PROVIDED RECORDS

■ ■ ■ ■ ■

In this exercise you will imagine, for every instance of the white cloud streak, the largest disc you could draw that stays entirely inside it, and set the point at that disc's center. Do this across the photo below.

■ ■ ■ ■ ■

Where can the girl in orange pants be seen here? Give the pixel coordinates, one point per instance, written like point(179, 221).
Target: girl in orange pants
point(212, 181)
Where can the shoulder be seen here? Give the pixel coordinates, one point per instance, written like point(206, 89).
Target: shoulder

■ ■ ■ ■ ■

YOUR TASK
Report how many lines of the items above contain the word "Where". Reply with the number only.

WRITTEN REPLY
2